**DIRECTIONS**.
(a) Reproduce the passage of the unit trust charges text between "The industry has" and "on their PEPs.", inclusive.
(b) Proceed with the text on unit trust front-end charges, picking up after its final sentence.

Front-end charges arise because unit trust companies refuse to buy back unit trusts at the same price as they sell them to the consumer. The higher price at which they sell unit trusts - the 'offer' price - and the lower price at which they buy - the 'bid' price - are supposed to reflect the administrative and marketing costs to the company of cancelling and creating the units.
The degree to which they do, or the extent to which these costs are being covered by management fees charged during the period for which the unit is held, is unspecified. Offering units free of any front-end charge, however, has been possible only for units that form part of personal equity plans.
The resulting battle for customers is likely to be fierce. Any intensification of the war could lead to consolidation among unit trust companies, as only the big companies are able to withstand the subsequent erosion in profits.
The industry has already had a taste of what might be in store for it. Earlier in the year, the UK's biggest unit trust manager, M&G, scored a marketing success by scrapping the front-end charge on units which formed part of its managed income PEP. M&G replaced that spread - which in effect amounted to a charge of 5 per cent - with a staggered exit charge that dwindled away to nothing if the investment was kept for five years.
The change in the charging structure was backed by a multimillion- pound advertising campaign. Unfortunately for M&G, the poster ads had to be withdrawn because they did not make the exit charge clear enough. Despite this, the promotion caught the imagination of the investing public, and just before the end of the tax year, M&G was taking more than pounds 1m a week. Many companies followed suit by introducing one-off deals on their PEPs.
But offering discounts has its price. M&G's interim results for the six months to March reveal that the company has been forced to make a provision against future profits of pounds 4.9m, because of the offer.
A large part of the provision arises because M&G distributes its products via independent financial advisers. No front-end charge means the company has to pay the commission immediately and hope to recoup it from the annual management charges on the fund, which are between 1.5 and 1.75 per cent.
Geoffrey Mushens, M&G director, said: 'The IFA (Independent Financial Adviser) commission costs a lot, and there are other marketing costs. We thought it would be sensible to spread the costs over five years. ' Three per cent commission is the norm for unit trusts.
When the SIB rule changes come into effect in the autumn, M&G will lead the way again. It is already considering scrapping the front-end charge on one of its funds, although again it plans to add an exit charge.
If this is successful, it would then consider dropping the front- end charge on some of its other unit trusts - again, at a price. Mr Mushens said: 'If we did this, we would have to make the same kind of provisions in our accounts, as we did for our PEP.'
Other unit trust companies believe that this continued downward pressure on price could lead to a spate of takeovers.
Small fund managers do not have sufficient profit margins to fund intermediary commissions, neither do they have the marketing muscle to buy the business volumes to build up these margins by increasing income from the annual management charge.

**RECORDS**.
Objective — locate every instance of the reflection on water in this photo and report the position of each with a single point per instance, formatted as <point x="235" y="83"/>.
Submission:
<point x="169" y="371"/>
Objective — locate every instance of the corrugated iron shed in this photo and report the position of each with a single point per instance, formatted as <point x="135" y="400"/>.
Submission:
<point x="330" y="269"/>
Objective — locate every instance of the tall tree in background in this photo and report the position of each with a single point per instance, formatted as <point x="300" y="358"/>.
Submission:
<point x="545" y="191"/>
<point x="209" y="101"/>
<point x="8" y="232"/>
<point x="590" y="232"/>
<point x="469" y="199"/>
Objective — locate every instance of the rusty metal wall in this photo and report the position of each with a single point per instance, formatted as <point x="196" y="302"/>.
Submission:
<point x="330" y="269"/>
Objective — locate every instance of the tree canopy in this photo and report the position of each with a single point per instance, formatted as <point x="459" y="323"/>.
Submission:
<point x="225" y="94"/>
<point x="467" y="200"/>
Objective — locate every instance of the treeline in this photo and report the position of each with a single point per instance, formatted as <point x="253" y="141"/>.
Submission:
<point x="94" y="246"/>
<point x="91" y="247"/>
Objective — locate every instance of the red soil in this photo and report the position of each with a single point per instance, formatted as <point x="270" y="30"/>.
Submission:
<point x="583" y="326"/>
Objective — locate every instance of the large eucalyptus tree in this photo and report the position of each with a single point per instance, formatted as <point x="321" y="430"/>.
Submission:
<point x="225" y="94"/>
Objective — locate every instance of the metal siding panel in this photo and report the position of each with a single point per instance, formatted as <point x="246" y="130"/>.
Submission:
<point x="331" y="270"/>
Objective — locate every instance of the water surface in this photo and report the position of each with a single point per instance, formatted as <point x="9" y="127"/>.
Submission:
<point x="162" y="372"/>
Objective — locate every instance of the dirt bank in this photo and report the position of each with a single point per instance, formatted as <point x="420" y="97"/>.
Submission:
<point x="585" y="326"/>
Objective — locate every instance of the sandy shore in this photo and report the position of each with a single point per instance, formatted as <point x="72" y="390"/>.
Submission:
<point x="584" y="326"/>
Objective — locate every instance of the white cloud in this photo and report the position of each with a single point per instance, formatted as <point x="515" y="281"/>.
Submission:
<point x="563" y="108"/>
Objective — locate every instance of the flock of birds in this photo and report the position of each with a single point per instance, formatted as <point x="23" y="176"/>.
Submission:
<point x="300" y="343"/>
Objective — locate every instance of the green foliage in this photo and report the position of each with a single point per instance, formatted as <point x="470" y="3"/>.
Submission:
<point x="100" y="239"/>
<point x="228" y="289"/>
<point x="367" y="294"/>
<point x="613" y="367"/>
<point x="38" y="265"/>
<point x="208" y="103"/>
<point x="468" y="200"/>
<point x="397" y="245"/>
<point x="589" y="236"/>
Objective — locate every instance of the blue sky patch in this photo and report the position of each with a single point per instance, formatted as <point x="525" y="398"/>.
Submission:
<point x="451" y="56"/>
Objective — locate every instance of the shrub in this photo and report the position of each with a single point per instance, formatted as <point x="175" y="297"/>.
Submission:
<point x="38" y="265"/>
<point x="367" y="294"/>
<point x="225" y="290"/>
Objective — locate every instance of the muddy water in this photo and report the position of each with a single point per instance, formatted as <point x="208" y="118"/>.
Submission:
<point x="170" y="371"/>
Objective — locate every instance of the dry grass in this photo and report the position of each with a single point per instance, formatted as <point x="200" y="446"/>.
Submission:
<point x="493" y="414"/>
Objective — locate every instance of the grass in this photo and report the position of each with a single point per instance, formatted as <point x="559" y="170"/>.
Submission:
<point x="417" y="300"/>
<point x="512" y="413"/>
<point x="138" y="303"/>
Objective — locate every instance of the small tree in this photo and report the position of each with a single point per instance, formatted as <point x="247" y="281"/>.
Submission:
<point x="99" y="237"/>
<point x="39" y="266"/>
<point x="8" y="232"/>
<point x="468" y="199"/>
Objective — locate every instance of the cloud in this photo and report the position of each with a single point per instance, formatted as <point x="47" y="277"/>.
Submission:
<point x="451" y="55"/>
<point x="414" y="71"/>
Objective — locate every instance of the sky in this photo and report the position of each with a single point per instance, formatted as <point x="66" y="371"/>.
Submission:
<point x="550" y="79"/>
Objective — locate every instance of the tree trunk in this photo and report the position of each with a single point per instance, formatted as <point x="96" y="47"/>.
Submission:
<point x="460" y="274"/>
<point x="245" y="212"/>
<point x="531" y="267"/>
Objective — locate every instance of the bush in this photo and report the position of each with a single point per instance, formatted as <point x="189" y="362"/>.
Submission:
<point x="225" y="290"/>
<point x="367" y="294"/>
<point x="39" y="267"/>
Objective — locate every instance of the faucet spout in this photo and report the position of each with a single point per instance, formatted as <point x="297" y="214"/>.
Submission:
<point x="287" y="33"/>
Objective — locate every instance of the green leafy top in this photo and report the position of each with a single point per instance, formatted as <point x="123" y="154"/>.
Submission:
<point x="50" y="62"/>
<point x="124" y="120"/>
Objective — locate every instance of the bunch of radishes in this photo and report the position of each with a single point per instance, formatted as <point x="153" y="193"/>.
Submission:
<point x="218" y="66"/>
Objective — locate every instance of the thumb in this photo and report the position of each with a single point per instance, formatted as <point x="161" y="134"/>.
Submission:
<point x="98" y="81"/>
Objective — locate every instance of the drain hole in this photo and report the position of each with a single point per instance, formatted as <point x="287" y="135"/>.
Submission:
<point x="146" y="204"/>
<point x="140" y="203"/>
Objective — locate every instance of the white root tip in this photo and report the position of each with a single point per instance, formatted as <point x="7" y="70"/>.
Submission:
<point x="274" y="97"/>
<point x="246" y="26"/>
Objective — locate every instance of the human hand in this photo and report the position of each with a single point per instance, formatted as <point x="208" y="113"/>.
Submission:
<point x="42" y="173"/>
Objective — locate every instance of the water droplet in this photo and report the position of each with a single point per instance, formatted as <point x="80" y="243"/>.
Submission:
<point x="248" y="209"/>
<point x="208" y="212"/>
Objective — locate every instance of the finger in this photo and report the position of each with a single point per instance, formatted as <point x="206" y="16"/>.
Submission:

**ANSWERS TO THE EXERCISE**.
(a)
The industry has already had a taste of what might be in store for it. Earlier in the year, the UK's biggest unit trust manager, M&G, scored a marketing success by scrapping the front-end charge on units which formed part of its managed income PEP. M&G replaced that spread - which in effect amounted to a charge of 5 per cent - with a staggered exit charge that dwindled away to nothing if the investment was kept for five years.
The change in the charging structure was backed by a multimillion- pound advertising campaign. Unfortunately for M&G, the poster ads had to be withdrawn because they did not make the exit charge clear enough. Despite this, the promotion caught the imagination of the investing public, and just before the end of the tax year, M&G was taking more than pounds 1m a week. Many companies followed suit by introducing one-off deals on their PEPs.

(b)
Richard Royds, Mercury managing director, is not convinced about how investors would perceive the replacement of an initial charge with an exit charge. 'Investors may not react that favourably to them,' he says.
In a falling market, for instance, the exit charge would be an extra loss for people wishing to sell their investments in a hurry. He also believes that as so many unit trust companies are part of much bigger organisations, they may be cushioned against a price war.
Keith Crowley, Invesco director, says: 'Until 1987, most unit trust companies made their profits on the initial charge. Now the emphasis is on the annual management charge. The pressure on small unit trust companies will become intense. They will have to build up sufficient critical mass to make money on the annual management charge.'
Invesco, which has funds under management of pounds 1.2bn, recently cut the initial charge on its entire range of 32 unit trusts to 3 per cent. It did not add an exit charge.
One large player that has no intention of altering its charging is Perpetual. Martyn Arbib, chairman, says: 'The above-average performance of our funds means that independent financial advisers will continue to give us business.' He says that even without discounts, unit trusts are a cheap form of saving, compared with single-premium bonds or endowment policies.
This disparity in price between different savings products will be brought into focus at the beginning of next year when, for the first time, consumers will be told in cash terms before they buy an investment product how much it is going to cost them - both in terms of commission to the adviser and of the expenses of the company.
Commission rates on single-premium products sold by life assurance companies such as with-profits bonds or distribution bonds are nearly 75 per cent higher than those on unit trusts.
Commission on a pounds 6,000 investment in a single-premium bond from a life company would be about pounds 315; commission on the same investment in a unit trust would be pounds 180. This vast price disparity may help to stave off any dramatic fallout from a price war by increasing investment in unit trusts across the board.